_Assigned task_.
Copy each line of the records below that has "necklace" in it.

_Dataset entries_.
____

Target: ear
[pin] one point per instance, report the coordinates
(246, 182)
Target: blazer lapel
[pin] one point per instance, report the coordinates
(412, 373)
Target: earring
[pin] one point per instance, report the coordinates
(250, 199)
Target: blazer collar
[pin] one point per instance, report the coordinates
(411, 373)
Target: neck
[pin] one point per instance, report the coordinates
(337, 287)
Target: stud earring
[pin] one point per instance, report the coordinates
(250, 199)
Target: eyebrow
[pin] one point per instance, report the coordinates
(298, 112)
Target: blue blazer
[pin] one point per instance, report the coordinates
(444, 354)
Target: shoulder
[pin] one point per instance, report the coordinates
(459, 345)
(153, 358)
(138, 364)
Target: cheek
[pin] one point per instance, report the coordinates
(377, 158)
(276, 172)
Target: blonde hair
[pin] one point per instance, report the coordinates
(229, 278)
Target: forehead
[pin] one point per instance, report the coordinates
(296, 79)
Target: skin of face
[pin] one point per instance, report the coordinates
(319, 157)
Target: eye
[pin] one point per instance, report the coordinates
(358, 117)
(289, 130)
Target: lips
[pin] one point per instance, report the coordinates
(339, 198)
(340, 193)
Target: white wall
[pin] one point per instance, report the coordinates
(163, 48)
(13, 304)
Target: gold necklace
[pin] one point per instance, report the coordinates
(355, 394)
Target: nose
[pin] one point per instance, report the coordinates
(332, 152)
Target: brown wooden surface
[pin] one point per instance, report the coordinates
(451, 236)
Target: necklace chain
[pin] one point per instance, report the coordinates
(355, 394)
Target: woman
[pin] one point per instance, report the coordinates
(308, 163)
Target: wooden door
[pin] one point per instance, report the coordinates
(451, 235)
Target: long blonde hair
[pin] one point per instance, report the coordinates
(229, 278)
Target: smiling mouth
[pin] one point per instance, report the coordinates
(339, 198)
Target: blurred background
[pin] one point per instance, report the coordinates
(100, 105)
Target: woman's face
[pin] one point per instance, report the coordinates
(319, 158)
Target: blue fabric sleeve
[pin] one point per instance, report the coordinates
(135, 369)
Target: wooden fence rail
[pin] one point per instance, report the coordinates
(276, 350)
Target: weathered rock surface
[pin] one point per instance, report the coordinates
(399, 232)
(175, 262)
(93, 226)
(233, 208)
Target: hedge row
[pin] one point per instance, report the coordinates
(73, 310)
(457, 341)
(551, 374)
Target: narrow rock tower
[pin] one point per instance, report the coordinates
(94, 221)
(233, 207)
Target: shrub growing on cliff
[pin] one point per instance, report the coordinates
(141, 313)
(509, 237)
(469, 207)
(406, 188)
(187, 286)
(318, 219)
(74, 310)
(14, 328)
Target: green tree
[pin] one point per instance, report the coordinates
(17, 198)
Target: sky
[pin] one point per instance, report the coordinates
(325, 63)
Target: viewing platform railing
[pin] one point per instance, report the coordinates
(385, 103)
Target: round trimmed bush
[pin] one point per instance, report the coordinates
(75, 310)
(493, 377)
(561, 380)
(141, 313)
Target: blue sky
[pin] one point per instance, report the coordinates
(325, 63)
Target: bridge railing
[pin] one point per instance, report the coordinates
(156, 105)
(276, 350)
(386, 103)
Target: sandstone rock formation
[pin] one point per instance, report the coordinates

____

_Output below_.
Target: gold necklace
Target: necklace chain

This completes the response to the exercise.